**WORK TO BE COMPLETED:** The answer must consist of every line from the data that holds "below".

**EXTRACTED MATERIAL:**
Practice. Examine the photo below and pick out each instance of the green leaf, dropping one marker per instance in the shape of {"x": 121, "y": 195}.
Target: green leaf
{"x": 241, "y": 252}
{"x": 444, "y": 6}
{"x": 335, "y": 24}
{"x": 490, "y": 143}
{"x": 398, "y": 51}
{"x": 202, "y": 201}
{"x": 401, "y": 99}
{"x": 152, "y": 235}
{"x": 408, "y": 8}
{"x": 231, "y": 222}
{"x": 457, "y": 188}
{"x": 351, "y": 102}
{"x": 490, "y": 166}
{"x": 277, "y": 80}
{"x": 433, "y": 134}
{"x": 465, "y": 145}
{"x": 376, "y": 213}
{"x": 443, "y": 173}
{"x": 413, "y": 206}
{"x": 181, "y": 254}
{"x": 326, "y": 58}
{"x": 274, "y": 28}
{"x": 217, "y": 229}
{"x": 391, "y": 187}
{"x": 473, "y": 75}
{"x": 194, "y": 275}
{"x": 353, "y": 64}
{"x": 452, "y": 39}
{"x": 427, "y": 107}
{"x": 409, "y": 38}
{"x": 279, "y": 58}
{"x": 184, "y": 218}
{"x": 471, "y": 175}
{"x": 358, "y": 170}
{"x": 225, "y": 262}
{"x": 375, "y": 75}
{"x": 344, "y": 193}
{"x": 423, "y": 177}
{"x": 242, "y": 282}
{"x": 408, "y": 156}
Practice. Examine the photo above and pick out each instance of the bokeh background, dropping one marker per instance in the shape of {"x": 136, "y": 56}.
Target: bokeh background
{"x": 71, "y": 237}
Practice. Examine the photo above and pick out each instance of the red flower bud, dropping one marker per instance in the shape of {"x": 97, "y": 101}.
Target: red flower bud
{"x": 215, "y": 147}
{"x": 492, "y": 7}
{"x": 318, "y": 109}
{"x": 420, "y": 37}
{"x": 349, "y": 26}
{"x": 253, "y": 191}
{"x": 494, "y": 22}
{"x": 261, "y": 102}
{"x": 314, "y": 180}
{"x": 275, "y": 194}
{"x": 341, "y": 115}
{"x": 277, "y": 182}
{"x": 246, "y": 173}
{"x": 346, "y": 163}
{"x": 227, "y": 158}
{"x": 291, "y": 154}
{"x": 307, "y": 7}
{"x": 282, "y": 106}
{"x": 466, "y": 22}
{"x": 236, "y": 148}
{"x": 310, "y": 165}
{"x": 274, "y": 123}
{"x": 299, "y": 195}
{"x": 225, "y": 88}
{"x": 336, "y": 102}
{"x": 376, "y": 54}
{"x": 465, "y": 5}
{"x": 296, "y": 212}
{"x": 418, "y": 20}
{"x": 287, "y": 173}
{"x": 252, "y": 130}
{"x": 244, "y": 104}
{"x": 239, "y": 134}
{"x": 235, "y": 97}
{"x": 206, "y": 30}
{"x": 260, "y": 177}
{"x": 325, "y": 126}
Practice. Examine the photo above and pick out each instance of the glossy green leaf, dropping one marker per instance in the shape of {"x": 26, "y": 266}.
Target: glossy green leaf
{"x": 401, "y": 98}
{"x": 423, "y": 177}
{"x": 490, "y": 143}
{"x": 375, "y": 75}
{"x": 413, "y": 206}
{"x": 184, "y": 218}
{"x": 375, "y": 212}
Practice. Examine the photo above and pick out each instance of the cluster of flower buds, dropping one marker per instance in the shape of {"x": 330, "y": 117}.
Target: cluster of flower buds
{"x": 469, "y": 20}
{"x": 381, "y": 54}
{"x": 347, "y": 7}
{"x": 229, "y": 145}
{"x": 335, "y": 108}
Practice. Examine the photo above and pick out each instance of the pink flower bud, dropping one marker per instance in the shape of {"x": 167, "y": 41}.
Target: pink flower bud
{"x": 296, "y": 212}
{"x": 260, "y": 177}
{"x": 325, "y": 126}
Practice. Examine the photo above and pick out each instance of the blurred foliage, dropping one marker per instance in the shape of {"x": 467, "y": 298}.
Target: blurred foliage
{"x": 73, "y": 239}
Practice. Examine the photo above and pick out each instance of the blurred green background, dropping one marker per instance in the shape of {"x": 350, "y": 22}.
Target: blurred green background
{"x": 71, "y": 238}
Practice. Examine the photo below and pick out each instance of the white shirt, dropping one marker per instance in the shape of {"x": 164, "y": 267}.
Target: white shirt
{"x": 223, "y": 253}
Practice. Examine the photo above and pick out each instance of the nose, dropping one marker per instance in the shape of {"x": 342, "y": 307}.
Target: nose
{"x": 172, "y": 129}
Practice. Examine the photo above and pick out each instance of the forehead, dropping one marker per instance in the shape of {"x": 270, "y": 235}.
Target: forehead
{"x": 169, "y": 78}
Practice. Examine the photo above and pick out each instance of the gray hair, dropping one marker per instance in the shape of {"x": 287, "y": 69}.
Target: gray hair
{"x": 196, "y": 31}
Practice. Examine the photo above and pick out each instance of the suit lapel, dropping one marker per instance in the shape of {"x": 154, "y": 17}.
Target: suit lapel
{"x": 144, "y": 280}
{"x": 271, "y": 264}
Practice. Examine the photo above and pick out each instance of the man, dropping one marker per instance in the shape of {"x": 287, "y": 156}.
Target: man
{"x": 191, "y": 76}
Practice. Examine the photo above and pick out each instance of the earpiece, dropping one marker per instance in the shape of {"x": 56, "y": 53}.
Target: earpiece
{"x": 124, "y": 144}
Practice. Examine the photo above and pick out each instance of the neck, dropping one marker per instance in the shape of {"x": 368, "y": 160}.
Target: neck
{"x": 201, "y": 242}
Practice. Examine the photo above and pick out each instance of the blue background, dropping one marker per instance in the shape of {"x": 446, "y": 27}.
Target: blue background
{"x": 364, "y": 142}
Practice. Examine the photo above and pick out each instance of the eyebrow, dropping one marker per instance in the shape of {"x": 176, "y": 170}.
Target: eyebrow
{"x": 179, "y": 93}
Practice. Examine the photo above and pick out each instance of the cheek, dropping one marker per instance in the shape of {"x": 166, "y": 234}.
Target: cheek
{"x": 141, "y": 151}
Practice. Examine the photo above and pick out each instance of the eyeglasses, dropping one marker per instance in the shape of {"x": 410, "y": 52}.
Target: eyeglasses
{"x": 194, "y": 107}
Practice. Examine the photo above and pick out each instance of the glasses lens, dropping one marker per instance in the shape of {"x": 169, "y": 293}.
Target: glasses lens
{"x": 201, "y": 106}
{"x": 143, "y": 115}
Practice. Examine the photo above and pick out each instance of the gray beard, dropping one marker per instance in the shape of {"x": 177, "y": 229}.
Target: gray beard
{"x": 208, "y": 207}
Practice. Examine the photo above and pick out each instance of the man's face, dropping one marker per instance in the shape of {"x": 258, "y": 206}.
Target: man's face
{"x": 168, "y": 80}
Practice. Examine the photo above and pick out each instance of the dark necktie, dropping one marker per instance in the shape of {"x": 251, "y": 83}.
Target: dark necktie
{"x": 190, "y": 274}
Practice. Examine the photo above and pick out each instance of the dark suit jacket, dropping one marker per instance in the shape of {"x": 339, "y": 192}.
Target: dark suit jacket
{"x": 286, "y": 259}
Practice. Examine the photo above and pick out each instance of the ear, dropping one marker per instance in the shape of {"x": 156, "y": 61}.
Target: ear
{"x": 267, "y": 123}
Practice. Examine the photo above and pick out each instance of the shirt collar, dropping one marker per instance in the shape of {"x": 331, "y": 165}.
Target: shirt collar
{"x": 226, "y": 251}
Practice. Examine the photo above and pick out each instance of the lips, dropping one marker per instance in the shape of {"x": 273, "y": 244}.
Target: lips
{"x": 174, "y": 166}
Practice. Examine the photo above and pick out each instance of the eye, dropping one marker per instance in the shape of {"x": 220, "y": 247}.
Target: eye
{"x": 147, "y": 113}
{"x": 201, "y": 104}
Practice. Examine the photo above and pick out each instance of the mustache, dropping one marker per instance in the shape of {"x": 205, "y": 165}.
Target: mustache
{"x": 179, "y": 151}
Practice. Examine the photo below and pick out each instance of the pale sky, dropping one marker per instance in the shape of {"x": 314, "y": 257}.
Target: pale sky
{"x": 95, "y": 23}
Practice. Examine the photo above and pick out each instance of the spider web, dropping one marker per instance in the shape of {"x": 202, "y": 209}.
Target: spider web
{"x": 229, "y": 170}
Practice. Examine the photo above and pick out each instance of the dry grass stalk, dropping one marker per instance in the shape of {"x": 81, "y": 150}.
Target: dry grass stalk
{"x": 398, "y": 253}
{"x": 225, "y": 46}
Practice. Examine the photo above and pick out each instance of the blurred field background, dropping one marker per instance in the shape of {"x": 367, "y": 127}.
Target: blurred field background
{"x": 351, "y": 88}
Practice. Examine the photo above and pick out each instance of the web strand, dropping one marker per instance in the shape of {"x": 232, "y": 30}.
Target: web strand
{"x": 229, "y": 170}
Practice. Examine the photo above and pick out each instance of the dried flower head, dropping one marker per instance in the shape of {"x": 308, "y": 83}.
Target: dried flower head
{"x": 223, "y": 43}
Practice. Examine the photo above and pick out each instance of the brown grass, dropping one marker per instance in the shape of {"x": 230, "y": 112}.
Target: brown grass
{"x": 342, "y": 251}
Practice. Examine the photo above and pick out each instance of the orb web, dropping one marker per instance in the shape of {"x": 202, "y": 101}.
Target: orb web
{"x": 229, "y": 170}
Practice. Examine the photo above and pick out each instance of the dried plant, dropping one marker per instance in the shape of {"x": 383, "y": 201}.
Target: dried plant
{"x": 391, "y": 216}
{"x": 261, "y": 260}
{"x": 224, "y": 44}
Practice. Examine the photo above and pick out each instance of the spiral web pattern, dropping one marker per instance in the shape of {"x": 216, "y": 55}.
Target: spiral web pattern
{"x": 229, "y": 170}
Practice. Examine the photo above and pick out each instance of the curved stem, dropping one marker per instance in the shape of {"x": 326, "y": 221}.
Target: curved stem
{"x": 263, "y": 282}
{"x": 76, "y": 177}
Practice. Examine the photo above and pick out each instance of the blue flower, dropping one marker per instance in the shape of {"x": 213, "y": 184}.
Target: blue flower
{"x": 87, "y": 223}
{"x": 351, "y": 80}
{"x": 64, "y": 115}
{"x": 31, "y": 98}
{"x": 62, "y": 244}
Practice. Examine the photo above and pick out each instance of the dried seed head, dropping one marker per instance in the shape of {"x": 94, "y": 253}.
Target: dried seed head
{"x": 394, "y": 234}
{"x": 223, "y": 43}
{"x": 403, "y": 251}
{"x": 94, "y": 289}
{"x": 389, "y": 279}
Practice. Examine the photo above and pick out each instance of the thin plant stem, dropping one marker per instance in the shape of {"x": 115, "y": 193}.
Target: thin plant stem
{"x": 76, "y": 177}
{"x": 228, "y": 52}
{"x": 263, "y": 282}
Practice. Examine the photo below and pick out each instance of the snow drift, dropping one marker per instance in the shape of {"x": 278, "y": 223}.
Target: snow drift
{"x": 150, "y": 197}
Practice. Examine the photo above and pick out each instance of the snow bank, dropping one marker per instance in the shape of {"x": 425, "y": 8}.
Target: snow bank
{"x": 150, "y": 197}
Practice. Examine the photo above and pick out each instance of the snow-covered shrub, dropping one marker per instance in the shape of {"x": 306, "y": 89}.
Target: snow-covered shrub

---

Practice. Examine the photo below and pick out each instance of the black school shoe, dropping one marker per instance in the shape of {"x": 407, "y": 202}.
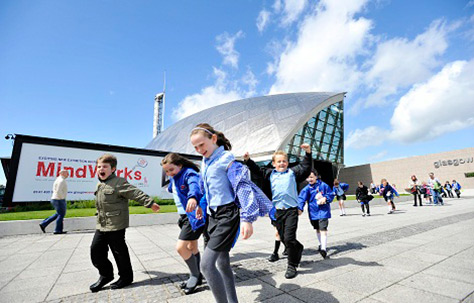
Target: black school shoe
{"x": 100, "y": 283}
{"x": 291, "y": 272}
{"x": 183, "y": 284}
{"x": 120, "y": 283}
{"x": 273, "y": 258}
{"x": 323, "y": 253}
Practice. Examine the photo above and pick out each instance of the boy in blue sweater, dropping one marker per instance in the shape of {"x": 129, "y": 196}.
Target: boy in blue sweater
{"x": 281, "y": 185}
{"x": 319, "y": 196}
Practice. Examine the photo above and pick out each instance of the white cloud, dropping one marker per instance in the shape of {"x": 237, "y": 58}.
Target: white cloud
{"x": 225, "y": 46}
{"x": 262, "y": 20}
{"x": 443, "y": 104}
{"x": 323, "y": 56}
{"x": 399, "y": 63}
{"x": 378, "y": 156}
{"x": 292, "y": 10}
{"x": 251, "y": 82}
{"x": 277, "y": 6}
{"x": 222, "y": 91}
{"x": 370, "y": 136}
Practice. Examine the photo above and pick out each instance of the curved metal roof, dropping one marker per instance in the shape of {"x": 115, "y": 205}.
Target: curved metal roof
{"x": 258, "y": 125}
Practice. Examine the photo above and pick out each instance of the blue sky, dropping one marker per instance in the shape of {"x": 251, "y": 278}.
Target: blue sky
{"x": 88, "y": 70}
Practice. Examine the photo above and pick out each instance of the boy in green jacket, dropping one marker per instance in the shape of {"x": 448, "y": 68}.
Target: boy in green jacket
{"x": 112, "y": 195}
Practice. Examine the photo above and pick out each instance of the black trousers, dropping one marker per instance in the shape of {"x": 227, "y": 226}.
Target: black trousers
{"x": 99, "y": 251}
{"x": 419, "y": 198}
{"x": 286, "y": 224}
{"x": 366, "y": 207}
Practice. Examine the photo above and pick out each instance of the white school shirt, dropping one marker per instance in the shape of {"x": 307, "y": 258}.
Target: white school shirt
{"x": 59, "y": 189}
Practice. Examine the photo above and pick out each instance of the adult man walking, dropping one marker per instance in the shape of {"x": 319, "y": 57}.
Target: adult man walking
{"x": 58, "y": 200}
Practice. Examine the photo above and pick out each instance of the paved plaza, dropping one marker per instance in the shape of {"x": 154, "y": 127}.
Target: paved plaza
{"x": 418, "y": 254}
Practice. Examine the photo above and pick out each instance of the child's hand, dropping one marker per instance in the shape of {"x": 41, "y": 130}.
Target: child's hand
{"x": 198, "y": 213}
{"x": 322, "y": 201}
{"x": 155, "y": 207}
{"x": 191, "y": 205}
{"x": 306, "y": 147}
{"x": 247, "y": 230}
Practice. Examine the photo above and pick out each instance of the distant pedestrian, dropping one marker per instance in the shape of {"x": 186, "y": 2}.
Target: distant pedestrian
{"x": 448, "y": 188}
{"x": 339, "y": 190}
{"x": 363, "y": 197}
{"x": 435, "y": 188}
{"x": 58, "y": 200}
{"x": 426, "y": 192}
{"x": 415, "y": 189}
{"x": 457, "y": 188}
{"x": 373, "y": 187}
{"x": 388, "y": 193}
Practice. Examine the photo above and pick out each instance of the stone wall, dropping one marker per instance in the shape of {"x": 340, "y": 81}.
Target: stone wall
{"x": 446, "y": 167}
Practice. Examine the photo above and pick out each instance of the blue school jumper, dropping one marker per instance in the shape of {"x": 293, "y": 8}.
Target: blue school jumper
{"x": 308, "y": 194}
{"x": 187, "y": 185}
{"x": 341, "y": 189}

--

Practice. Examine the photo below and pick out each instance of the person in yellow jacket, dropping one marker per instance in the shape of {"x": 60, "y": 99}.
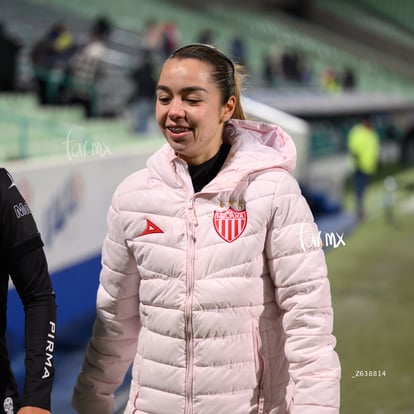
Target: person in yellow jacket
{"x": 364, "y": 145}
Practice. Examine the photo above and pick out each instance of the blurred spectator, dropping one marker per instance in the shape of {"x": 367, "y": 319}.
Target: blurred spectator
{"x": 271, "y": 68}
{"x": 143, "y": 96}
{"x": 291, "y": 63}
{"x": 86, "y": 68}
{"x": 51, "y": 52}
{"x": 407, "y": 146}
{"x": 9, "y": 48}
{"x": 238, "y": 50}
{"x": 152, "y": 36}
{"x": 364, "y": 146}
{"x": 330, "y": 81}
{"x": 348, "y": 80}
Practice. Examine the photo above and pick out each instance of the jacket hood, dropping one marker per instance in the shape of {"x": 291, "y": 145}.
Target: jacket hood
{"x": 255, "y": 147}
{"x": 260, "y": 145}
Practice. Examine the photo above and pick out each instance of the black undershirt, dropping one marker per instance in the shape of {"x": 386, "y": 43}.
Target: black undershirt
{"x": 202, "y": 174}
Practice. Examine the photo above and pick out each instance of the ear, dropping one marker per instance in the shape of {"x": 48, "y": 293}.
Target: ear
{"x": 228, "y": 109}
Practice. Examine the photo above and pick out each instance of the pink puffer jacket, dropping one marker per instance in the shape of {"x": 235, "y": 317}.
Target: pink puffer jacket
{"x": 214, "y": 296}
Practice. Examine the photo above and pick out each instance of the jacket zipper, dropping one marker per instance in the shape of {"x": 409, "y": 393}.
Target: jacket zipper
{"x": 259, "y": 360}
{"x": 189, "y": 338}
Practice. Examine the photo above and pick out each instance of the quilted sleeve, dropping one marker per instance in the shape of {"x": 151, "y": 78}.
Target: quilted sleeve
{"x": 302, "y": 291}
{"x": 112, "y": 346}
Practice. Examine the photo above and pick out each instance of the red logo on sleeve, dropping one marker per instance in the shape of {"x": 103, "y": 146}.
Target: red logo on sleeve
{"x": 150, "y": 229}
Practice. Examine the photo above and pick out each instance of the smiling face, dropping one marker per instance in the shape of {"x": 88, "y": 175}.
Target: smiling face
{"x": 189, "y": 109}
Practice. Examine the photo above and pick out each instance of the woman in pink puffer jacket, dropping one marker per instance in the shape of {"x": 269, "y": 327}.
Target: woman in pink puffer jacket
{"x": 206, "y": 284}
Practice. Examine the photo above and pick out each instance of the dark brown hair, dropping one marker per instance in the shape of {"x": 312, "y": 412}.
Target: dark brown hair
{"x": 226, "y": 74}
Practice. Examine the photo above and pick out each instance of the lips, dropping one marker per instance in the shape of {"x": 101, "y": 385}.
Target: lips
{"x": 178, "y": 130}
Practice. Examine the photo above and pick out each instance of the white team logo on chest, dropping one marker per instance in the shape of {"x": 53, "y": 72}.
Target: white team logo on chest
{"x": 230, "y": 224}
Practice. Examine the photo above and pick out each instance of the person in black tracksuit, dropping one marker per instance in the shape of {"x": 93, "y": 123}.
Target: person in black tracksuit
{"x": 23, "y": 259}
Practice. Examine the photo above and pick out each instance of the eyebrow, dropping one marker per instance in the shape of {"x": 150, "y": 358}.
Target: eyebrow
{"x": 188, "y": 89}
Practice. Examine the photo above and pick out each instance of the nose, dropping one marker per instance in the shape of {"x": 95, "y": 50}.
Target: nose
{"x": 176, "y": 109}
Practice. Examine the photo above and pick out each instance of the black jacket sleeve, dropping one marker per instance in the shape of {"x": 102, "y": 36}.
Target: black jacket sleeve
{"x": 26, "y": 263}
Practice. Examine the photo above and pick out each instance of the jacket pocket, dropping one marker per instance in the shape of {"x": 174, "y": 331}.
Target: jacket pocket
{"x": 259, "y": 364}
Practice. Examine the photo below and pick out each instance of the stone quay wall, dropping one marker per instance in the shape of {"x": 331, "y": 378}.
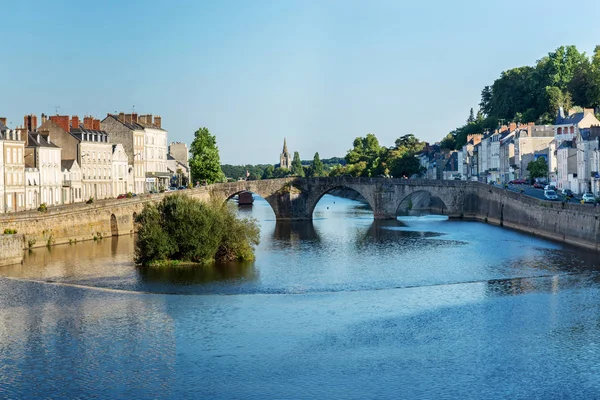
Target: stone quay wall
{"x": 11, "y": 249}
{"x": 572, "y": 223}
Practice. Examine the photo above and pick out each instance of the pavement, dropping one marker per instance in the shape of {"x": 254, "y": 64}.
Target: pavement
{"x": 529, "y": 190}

**RESPONSE TO THE TASK:**
Practice. Examine the photo below and pick out each instance of the green leaf, dropping one marker per instance in the shape of {"x": 121, "y": 195}.
Practice. Examine the photo below and pick out each instance of the white shirt, dropping one marker per instance in the shape of {"x": 164, "y": 267}.
Practice. Examine the photo below and pick out each instance of the pale sky, dropping one marker per instance in the shape of {"x": 314, "y": 257}.
Practice. Examine the photo below and pick out each instance of the snow drift, dropping one marker per instance in the shape of {"x": 278, "y": 223}.
Practice. Examine the photo below and pick out each instance of the black school shoe, dropping one marker per instance in the shape of {"x": 407, "y": 202}.
Practice. Examine the photo below and pick out each instance of the person in yellow jacket, dropping one marker per instance in the shape of {"x": 60, "y": 99}.
Practice. Examine the photo below and pick out each instance of the stone quay wall, dropping one marker per instance in the shape of {"x": 331, "y": 378}.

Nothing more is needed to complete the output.